[Excerpts from a dataset]
******************************

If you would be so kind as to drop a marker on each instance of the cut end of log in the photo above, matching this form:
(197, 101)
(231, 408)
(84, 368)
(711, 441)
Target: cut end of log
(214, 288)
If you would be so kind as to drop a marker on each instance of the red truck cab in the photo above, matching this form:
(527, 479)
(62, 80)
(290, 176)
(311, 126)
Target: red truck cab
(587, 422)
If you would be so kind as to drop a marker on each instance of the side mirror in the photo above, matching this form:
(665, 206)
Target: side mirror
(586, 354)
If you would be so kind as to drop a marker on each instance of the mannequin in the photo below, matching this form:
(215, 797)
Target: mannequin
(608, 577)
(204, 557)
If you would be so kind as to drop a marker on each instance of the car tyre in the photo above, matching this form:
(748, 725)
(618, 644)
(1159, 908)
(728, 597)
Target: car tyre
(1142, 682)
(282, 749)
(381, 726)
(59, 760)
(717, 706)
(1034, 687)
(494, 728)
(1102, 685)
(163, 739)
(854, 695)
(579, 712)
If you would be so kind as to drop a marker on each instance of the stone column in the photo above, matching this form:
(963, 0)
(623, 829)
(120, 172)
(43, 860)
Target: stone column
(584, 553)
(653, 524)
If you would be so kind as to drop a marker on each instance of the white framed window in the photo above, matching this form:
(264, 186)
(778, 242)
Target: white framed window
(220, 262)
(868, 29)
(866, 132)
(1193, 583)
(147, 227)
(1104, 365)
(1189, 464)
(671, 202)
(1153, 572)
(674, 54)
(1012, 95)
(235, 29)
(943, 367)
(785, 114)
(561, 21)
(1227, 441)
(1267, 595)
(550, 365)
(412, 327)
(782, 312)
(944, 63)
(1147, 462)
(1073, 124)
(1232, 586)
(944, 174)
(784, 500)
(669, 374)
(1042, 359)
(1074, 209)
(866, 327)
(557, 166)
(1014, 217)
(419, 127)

******************************

ABOUT THIS EXERCISE =>
Among the records above, find the lines where the word "photo" appears and copy them.

PROBLEM SOLUTION =>
If you would be so kind as to drop a marker on each instance of the cut end of log in the photo above, matching this form:
If you would be so kind as to drop a marker on each instance of the red truck cab in the photo above, matching this form:
If you would be so kind as to drop a marker on each instance of the side mirror in the photo above, matching this form:
If you would be so kind as to drop a marker on each instance of the mannequin in the photo below, matching this form:
If you would be so kind as to drop a marker on each instance of the car tyre in the photo above, matching this form:
If you would be so kind as to drop a marker on each instance of the stone column in the photo above, matching this form:
If you would be so kind as to drop a marker on each instance of the white framed window in the photo above, matching this form:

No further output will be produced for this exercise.